_KUTIPAN TULISAN_
══════════

Mobil Angkutan Rasa F1


Ini mungkin hal biasa bagi warga Jakarta. Namun tidak bagi tamu Ibukota. Dan kami, termasuk orang yang paling beruntung bisa mendapat pengalaman luar biasa itu: merasakan sensasi  F1 Grand Prix. Sirkuitnya: jalanan padat ibukota. Mobil balapnya: angkutan.

Jalanan Jakarta memang selalu padat. Termasuk siang itu. Lama tak ketemu taksi, kami akhirnya memilih angkot, menuju tempat belanja yang katanya cukup lengkap itu. Maklum, 3 hari pelatihan hingga larut, pikiran rasanya kalut. Perlu refreshing.

Menuju kesana, kami tak bisa hanya dengan naik satu angkot. Perlu naik satu lagi, dengan jurusan berbeda. Angkot pertama, berwarna merah. Rutenya Kota-Kamal.

Secara umum, angkot di Jakarta, mirip-mirip dengan yang di Medan. Ada bangku tempel, ban serep di bawah kursi penumpang, juga tanpa kaca pembatas. Termasuk ruang kabin yang bau bensin.

Merah Ferrari Angkot Pertama

Tak harus menunggu lama untuk merasakan sensasi balapan F1. Baru beberapa menit di atas jok, sopir yang kelihatannya masih muda itu, menunjukkan naluri balapnya kepada kami.

Sepertinya ia dari Jawa. Kepalanya dibalut kain penutup, yang bercorak batik. Tapi siapa sangka, ia ternyata tipe pengendara Finlandia. Yang lupa menginjak rem jika sedang berkendara. Angkot berjenis Suzuki Carry itu, dibuat ngacir, meliuk-liuk di antara rapatnya pengguna jalan.

Sopir itu memang hebat. Mobil tua yang sudah masuk usia uzur itu, mampu terus tancap gas. Akselerasinya tak hanya mampu melewati Bajai dan Bemo, namun juga sedan Camry dan Alphard.

Cara bang sopir mengejar kendaraan lain, persis seperti Kimi Raikkonen. Yang melewati mobil di depannya dengan jarak cukup dekat. Bahkan bisa dibilang tipis. Kalau tak mahir, bisa-bisa, moncong Carry itu, bisa mencium bumper kendaraan lain di depan.

Itu belum lagi jika ternyata, ada kendaraan lain di depannya. Supir itu akan nge-rem mendadak. Untuk kemudian, melewati dari arah lain, dengan akselerasi yang tinggi. Kami yang ada di dalam, sport jantung.

Biru Muda Angkot Kedua

Kami harus berganti angkot ketika sampai di jembatan Kota Intan. Kali ini tipe mobilnya KIjang, berwarna biru muda. Meski umur angkot itu lebih muda dari yang pertama, namun sepertinya kurang terawat. Bunyi grok-grok ­jelas terdengar, terutama ketika pergantian persenelling.

══════════

_SOAL UNTUK DIKERJAKAN_
**A)** Tuliskan kembali tanpa perubahan bagian tulisan tentang angkot Jakarta, mulai dari "Cara bang sopir" dan berakhir pada "ketika pergantian persenelling.".
**B)** Teruskan tulisan tentang angkot Jakarta, dimulai setelah kalimat terakhirnya.
Bahan sesudah ini berdiri sendiri dan tidak berkaitan dengan tulisan tentang angkot Jakarta.

══════════

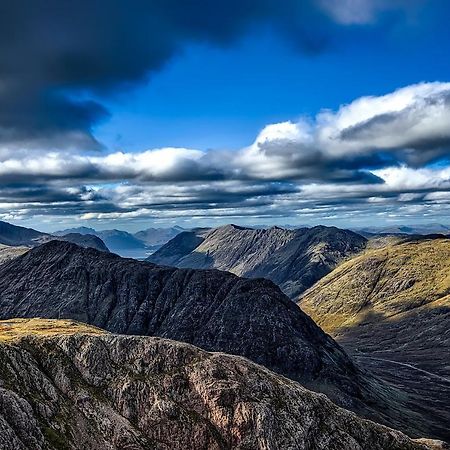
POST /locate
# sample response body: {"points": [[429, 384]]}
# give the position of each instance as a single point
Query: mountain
{"points": [[214, 310], [293, 259], [430, 228], [66, 385], [138, 245], [120, 242], [156, 237], [390, 308], [394, 301], [83, 240], [15, 236], [7, 252]]}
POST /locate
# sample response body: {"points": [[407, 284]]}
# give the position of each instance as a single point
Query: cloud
{"points": [[375, 157], [57, 56], [360, 12]]}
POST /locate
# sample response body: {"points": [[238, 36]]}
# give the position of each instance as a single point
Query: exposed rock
{"points": [[100, 391], [293, 259], [215, 310], [7, 252], [83, 240]]}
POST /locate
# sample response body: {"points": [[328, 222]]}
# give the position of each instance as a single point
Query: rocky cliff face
{"points": [[83, 240], [76, 388], [215, 310], [293, 259]]}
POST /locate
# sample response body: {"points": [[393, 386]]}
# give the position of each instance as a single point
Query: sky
{"points": [[135, 114]]}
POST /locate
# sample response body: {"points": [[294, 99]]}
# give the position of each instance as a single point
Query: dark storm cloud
{"points": [[53, 52]]}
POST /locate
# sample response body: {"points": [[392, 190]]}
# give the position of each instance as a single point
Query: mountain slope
{"points": [[215, 310], [389, 301], [15, 236], [137, 245], [390, 308], [67, 386], [156, 237], [293, 259]]}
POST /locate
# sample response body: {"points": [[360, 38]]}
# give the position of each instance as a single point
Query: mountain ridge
{"points": [[293, 259], [145, 392]]}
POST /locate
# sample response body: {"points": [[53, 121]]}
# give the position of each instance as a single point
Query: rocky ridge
{"points": [[293, 259], [81, 389]]}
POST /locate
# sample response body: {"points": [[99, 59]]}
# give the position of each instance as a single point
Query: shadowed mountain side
{"points": [[293, 259], [75, 388], [215, 310], [212, 309]]}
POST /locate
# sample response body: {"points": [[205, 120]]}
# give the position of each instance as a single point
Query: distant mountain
{"points": [[391, 309], [16, 236], [430, 228], [139, 245], [66, 385], [215, 310], [156, 237], [393, 301], [83, 240], [8, 252], [293, 259]]}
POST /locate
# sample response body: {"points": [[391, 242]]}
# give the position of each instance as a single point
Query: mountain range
{"points": [[67, 385], [16, 236], [138, 245], [293, 259]]}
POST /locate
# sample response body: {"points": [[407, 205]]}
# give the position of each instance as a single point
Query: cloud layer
{"points": [[381, 156], [56, 56]]}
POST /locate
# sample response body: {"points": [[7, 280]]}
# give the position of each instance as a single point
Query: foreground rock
{"points": [[214, 310], [293, 259], [67, 386]]}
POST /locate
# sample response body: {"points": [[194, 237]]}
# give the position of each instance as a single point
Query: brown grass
{"points": [[15, 329]]}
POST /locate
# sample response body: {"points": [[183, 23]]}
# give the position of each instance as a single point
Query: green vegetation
{"points": [[14, 329]]}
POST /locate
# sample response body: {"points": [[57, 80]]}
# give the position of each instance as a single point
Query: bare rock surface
{"points": [[293, 259], [77, 388]]}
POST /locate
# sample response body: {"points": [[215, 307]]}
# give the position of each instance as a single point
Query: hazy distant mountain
{"points": [[16, 236], [430, 228], [88, 389], [393, 301], [294, 259], [154, 237], [139, 245], [83, 240], [215, 310]]}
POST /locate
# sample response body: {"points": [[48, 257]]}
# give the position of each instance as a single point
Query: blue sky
{"points": [[220, 97], [131, 114]]}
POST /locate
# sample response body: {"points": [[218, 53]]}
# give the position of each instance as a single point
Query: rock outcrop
{"points": [[293, 259], [81, 389], [215, 310]]}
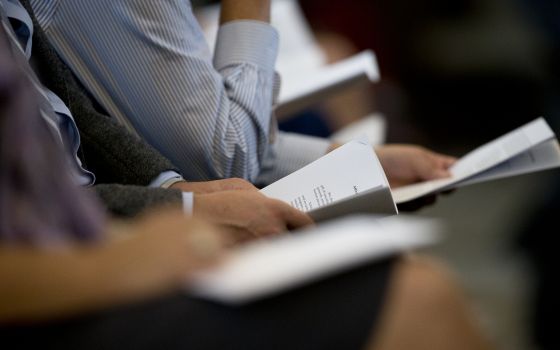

══════════

_JAWABAN SETIAP SOAL_
**A)**
Cara bang sopir mengejar kendaraan lain, persis seperti Kimi Raikkonen. Yang melewati mobil di depannya dengan jarak cukup dekat. Bahkan bisa dibilang tipis. Kalau tak mahir, bisa-bisa, moncong Carry itu, bisa mencium bumper kendaraan lain di depan.

Itu belum lagi jika ternyata, ada kendaraan lain di depannya. Supir itu akan nge-rem mendadak. Untuk kemudian, melewati dari arah lain, dengan akselerasi yang tinggi. Kami yang ada di dalam, sport jantung.

Biru Muda Angkot Kedua

Kami harus berganti angkot ketika sampai di jembatan Kota Intan. Kali ini tipe mobilnya KIjang, berwarna biru muda. Meski umur angkot itu lebih muda dari yang pertama, namun sepertinya kurang terawat. Bunyi grok-grok ­jelas terdengar, terutama ketika pergantian persenelling.

**B)**
Supir angkot itu dari Betawi. Asli. Logatnya kental dan fasih. Saya seperti sedang menonton sinetron Si Doel saja. Terutama ketika dia berdialog dengan petugas pom saat isi bensin. Usianya pun sepertinya masih muda.
Supir yang ini tak kalah ganas. Banyak kehilangan waktu ketika macet, dia lampiaskan saat jalanan sedikit lengang. Puluhan kendaraan pribadi lewat ditebas, nyaris tanpa perlawanan. Baginya, waktu itu sangat berharga, bahkan untuk sepersekian detik saja.

Gaya mengemudinya, kurang lebih sama seperti supir angkot merah tadi. Membuat penumpangnya mual. Pendam gas ketika jalan kosong, rem dalam-dalam ketika macet, untuk kemudian pendam gas lagi. “Gilak-gilaknya supir angkot di Medan, lebih gilak (cara membawa angkot) supir di sini lagi,” kata satu rombongan saya.

Angkot biru itu pula yang mengantarkan kami persis di depan ITC Mangga Dua.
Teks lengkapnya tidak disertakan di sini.